(WHAT THE TASK REQUIRES): From the entries, filter out every line that lacks "airport" and copy the rest.
= Beginning of Section =
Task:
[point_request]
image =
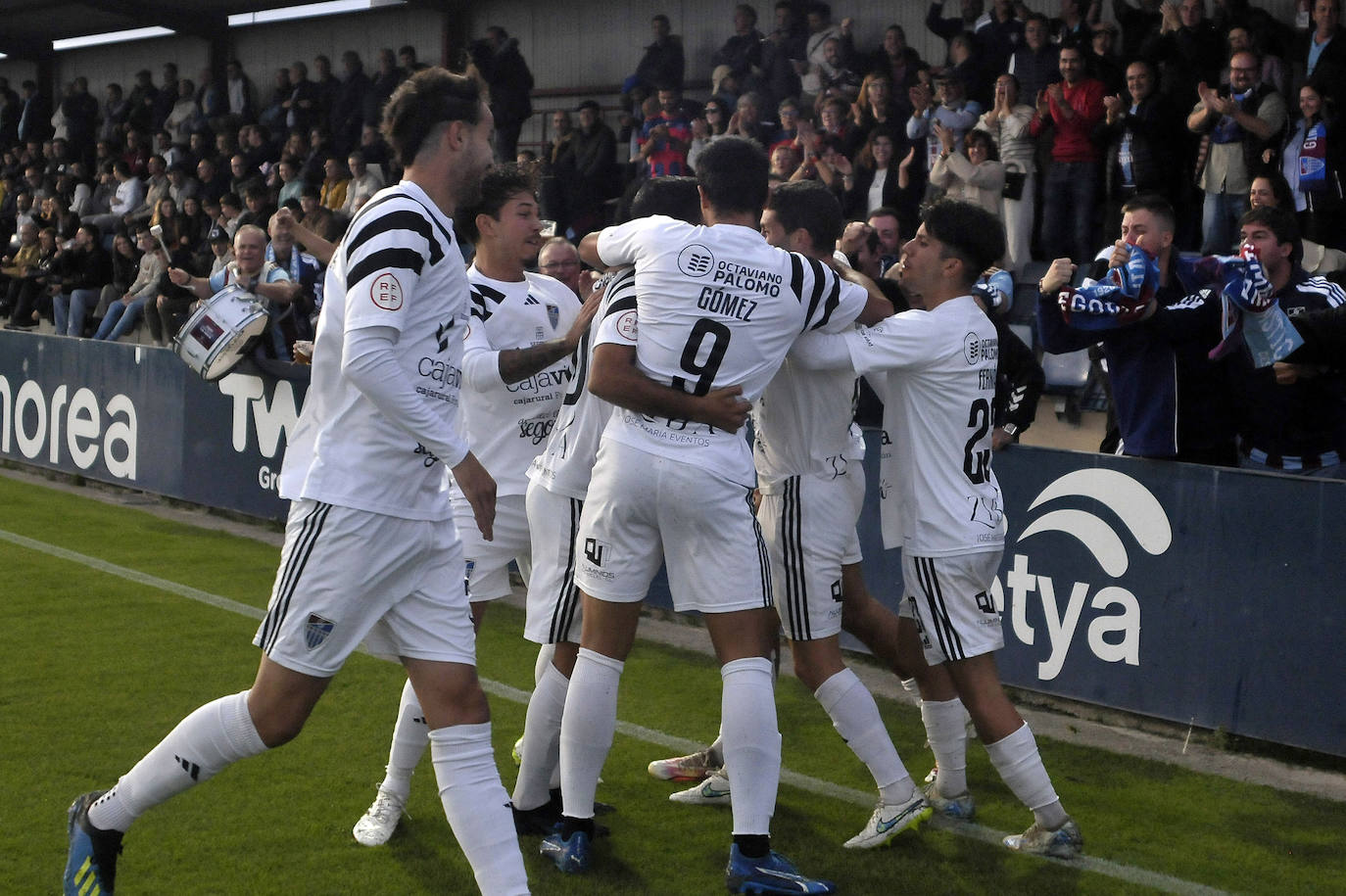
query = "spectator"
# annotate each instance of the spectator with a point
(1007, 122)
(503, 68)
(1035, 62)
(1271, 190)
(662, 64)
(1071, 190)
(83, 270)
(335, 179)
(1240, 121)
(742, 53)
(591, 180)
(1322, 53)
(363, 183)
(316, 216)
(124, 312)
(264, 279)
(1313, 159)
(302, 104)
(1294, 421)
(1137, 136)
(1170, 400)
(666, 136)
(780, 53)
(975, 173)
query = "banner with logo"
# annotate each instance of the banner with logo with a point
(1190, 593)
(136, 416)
= End of Section =
= Beginning of Section =
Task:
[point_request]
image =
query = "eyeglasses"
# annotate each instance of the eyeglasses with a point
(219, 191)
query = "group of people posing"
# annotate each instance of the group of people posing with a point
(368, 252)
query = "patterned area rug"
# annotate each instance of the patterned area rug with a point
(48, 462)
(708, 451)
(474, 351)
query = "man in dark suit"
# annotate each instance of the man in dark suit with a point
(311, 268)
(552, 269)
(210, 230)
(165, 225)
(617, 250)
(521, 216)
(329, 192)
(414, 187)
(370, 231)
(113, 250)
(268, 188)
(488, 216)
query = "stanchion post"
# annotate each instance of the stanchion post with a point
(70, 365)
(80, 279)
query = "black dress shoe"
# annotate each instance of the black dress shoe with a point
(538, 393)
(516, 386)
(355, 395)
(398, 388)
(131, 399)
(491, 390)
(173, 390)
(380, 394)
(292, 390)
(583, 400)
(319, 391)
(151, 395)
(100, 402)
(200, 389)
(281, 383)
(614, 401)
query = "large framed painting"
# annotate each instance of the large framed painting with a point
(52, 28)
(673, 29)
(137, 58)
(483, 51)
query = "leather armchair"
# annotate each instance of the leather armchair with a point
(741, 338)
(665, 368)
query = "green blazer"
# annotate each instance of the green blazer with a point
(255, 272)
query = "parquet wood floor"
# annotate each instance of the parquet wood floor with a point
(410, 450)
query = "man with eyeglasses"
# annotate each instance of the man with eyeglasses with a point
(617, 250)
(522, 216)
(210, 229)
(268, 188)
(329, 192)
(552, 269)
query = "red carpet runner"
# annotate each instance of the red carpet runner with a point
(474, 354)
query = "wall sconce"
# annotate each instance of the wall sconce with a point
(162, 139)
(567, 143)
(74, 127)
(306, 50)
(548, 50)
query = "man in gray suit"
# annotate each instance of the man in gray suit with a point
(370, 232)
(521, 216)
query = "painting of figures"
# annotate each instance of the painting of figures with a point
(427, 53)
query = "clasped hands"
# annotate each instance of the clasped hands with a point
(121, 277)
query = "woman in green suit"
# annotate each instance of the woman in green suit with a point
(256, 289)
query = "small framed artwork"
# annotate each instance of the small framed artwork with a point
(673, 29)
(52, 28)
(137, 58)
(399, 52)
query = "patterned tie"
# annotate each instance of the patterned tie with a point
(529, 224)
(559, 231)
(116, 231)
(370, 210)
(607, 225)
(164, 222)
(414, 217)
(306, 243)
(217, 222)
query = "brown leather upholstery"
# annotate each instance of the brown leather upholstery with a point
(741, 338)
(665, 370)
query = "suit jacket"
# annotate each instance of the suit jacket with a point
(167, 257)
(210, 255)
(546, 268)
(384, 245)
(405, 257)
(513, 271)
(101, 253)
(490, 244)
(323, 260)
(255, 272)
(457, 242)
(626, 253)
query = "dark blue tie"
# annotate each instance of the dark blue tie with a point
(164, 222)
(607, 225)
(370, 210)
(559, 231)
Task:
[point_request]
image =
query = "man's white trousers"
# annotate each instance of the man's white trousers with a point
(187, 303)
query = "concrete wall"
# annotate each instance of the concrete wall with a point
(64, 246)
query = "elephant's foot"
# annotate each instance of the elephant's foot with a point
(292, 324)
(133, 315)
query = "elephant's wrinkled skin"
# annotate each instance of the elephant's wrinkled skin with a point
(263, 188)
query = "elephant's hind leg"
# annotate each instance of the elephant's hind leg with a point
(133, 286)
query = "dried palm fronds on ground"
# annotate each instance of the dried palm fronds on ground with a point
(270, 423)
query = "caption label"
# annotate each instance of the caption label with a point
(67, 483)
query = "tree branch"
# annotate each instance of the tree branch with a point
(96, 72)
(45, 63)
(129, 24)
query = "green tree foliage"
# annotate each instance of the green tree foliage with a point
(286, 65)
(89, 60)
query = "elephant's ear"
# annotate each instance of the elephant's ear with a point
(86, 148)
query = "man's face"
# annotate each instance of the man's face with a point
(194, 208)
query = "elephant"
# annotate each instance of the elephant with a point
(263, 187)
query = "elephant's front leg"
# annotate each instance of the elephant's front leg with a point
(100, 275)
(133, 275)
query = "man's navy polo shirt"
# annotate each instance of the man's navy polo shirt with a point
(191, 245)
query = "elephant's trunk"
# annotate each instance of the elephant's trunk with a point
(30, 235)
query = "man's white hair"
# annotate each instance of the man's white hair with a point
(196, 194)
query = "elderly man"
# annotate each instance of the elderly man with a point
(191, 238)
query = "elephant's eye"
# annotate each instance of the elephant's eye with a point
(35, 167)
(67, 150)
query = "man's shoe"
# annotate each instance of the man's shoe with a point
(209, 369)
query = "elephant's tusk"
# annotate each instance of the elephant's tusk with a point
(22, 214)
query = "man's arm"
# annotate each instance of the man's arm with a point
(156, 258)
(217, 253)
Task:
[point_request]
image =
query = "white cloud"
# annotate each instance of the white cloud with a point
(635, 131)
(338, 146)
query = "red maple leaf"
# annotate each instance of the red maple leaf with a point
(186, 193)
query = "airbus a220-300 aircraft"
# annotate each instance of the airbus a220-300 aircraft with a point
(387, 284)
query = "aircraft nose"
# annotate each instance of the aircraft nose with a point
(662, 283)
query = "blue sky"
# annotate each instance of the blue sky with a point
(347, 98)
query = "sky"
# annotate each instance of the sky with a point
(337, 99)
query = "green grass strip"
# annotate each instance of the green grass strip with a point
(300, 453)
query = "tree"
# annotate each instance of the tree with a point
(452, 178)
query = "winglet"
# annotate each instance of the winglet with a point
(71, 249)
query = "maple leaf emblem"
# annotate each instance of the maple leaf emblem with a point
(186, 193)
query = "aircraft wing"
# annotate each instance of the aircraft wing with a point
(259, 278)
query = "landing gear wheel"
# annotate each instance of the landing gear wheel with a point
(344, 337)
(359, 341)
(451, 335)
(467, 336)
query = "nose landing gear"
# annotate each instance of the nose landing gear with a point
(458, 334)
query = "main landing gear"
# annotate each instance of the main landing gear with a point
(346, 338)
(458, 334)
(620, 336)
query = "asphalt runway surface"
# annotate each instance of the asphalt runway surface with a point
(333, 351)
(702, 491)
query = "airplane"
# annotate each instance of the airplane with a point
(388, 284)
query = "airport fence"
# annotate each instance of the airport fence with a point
= End of Section =
= Beginning of Section =
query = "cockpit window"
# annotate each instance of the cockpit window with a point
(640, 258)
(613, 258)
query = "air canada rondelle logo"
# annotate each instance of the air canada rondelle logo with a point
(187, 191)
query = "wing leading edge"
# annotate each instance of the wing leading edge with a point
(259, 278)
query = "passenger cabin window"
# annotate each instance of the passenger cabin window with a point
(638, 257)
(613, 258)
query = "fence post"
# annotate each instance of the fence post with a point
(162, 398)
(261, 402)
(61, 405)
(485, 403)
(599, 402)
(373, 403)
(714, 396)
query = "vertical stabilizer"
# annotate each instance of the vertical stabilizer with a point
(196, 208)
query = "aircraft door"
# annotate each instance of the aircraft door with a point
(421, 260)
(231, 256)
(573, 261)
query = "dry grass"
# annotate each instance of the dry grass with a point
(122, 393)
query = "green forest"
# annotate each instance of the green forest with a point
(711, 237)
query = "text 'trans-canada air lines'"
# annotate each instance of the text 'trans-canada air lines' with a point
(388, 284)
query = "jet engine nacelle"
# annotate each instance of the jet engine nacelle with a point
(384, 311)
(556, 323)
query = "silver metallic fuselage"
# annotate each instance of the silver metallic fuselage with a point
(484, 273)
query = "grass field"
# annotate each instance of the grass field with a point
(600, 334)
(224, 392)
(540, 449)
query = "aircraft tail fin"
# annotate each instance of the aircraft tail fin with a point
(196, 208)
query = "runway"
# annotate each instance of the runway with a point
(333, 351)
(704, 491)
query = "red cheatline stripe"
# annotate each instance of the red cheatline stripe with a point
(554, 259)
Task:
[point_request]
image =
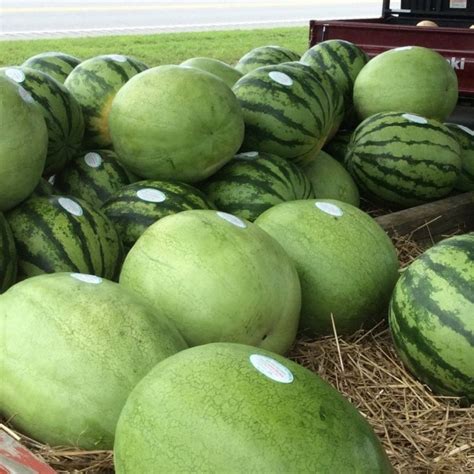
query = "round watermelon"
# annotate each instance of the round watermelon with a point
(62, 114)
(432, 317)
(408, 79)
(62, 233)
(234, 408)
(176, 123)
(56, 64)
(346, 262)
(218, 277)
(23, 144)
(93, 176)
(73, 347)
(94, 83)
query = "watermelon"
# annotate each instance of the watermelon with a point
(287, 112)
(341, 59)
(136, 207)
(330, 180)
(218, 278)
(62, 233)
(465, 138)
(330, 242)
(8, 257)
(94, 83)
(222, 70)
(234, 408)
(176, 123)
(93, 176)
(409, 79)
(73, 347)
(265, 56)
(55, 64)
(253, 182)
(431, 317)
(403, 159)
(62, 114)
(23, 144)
= End of Section =
(REPLY TO THE EXERCISE):
query = "airport fence"
# annotate each instance of the airport fence with a point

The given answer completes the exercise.